> _What you need to do_:
Return each line below that contains the word "plastic".

(Entries drawn from a collection)
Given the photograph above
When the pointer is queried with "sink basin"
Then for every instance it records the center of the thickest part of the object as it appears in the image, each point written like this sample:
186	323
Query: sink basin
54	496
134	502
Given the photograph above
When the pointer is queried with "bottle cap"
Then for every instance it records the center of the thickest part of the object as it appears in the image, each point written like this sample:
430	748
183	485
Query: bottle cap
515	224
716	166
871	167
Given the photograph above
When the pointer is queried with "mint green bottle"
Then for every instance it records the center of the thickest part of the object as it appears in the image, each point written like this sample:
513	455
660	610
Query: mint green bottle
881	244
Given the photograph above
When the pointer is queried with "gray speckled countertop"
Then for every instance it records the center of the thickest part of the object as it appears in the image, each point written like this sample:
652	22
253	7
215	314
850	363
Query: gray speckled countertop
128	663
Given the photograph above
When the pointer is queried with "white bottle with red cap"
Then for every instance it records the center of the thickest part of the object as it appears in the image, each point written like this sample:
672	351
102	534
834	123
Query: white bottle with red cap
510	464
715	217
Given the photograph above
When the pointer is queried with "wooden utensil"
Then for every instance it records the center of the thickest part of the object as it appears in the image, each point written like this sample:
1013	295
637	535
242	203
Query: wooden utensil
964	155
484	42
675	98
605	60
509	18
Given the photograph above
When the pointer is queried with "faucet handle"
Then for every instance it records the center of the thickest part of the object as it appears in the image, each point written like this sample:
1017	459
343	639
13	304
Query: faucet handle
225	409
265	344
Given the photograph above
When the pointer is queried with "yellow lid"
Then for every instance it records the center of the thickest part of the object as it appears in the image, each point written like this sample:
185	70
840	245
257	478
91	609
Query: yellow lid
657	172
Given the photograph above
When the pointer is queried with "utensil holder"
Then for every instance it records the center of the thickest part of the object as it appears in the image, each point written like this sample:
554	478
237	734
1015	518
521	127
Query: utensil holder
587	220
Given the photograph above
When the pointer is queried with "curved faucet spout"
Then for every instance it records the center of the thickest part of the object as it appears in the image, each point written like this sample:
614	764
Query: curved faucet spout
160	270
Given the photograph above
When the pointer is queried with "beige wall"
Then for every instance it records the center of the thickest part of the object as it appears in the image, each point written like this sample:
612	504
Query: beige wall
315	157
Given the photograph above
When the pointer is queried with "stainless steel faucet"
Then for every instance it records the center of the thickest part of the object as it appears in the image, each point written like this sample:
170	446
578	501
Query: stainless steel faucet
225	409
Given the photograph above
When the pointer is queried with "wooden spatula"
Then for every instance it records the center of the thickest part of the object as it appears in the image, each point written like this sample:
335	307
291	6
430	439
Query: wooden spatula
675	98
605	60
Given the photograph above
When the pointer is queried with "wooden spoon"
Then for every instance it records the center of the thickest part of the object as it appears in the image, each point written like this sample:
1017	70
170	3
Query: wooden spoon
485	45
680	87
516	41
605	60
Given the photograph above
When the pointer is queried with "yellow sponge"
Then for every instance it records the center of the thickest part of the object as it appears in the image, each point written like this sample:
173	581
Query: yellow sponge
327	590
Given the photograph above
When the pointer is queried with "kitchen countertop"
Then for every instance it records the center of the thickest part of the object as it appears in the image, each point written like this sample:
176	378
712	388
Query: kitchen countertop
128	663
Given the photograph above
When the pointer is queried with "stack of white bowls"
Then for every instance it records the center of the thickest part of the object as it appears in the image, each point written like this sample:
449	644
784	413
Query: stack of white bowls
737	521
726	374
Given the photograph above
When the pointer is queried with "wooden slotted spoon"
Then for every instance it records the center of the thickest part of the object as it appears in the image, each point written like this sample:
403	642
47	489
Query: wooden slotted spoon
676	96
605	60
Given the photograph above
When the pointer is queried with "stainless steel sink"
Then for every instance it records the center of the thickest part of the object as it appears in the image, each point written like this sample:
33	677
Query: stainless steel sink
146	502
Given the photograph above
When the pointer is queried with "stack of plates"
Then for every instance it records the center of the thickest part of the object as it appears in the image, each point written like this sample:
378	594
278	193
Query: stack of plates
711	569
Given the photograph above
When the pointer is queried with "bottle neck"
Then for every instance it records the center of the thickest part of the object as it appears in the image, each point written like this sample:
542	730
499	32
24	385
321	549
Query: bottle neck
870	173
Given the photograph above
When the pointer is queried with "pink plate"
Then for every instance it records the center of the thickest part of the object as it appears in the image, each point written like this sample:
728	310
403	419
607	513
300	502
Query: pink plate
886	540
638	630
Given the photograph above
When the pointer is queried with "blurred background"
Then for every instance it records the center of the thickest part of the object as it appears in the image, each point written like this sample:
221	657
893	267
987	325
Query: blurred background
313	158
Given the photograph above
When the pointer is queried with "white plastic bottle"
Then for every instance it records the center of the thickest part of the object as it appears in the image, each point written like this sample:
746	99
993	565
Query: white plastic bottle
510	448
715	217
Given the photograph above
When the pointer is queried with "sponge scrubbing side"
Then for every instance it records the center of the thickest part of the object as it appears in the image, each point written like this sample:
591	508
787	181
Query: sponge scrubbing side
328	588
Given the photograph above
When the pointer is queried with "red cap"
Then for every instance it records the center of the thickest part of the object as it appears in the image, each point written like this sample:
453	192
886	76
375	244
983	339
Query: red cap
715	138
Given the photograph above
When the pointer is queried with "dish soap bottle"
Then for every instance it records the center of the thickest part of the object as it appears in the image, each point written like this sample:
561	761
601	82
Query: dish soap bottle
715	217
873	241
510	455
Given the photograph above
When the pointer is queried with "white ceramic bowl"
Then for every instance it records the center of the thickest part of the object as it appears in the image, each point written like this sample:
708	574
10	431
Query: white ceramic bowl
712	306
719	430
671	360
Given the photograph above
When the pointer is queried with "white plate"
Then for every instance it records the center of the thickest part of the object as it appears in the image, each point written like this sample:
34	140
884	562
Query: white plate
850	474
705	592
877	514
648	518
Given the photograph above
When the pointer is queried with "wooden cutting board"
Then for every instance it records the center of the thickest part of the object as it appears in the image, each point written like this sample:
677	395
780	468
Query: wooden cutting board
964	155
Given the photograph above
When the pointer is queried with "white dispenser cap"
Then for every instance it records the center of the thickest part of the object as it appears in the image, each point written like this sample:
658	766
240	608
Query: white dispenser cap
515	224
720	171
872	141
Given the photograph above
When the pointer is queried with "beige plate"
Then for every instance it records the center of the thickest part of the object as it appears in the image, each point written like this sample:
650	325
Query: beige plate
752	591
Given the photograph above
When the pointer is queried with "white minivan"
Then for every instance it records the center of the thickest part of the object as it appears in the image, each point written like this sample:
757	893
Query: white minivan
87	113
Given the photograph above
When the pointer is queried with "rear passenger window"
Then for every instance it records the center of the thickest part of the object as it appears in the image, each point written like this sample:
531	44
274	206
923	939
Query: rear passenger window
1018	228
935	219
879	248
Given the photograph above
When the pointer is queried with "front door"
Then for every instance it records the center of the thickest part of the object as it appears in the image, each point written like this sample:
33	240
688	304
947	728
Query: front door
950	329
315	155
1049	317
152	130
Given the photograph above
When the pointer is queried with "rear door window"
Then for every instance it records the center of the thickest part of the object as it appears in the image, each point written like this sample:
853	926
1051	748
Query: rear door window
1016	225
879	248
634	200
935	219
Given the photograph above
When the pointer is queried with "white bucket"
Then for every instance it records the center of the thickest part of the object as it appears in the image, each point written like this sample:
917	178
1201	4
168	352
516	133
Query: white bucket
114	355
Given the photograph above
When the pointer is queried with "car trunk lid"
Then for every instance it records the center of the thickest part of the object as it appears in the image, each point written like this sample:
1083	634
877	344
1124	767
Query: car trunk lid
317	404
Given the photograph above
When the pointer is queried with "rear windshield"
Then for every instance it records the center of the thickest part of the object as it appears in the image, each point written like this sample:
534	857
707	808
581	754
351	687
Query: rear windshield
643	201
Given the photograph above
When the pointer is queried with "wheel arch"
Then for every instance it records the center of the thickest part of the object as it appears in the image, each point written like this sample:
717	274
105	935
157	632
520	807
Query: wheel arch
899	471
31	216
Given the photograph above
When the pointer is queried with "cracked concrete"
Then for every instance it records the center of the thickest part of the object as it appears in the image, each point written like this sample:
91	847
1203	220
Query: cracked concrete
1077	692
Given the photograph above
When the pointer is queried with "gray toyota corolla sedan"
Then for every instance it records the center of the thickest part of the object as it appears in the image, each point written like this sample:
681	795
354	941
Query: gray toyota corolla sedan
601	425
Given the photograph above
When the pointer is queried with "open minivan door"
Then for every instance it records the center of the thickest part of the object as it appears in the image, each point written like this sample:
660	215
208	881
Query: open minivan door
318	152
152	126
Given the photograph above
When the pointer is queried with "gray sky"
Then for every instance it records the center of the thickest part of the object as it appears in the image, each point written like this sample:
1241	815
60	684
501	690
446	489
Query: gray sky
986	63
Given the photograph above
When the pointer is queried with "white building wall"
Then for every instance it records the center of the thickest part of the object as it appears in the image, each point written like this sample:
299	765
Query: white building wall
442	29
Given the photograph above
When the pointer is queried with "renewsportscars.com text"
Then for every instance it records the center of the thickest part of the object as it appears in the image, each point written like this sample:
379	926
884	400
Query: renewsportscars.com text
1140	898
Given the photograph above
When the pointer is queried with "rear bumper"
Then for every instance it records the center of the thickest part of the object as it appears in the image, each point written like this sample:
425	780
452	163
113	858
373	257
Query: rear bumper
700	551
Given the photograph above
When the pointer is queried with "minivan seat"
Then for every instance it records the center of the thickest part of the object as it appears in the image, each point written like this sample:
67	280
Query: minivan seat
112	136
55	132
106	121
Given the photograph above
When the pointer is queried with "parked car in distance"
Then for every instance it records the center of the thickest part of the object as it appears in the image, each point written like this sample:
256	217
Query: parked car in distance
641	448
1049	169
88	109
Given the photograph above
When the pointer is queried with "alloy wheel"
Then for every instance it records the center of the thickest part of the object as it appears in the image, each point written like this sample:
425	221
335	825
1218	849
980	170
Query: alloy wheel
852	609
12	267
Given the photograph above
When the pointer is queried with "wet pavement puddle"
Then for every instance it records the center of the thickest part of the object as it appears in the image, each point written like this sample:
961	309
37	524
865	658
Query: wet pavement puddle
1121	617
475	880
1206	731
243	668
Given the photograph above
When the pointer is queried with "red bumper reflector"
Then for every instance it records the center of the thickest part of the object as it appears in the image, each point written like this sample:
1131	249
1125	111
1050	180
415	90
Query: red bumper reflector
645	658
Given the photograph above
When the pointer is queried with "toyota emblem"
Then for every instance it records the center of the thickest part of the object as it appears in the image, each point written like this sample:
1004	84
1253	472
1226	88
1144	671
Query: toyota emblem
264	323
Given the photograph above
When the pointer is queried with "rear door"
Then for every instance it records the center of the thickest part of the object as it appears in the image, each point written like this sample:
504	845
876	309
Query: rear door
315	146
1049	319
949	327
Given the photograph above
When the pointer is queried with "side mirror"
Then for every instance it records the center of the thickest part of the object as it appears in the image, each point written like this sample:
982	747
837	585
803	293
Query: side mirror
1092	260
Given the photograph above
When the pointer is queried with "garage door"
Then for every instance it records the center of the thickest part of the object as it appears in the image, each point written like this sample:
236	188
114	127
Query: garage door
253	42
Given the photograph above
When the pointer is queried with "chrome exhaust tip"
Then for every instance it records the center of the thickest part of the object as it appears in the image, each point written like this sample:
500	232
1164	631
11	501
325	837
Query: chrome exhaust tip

> _Written answer_:
When the pointer is queried with "white plastic bottle"
Query: white plastic bottle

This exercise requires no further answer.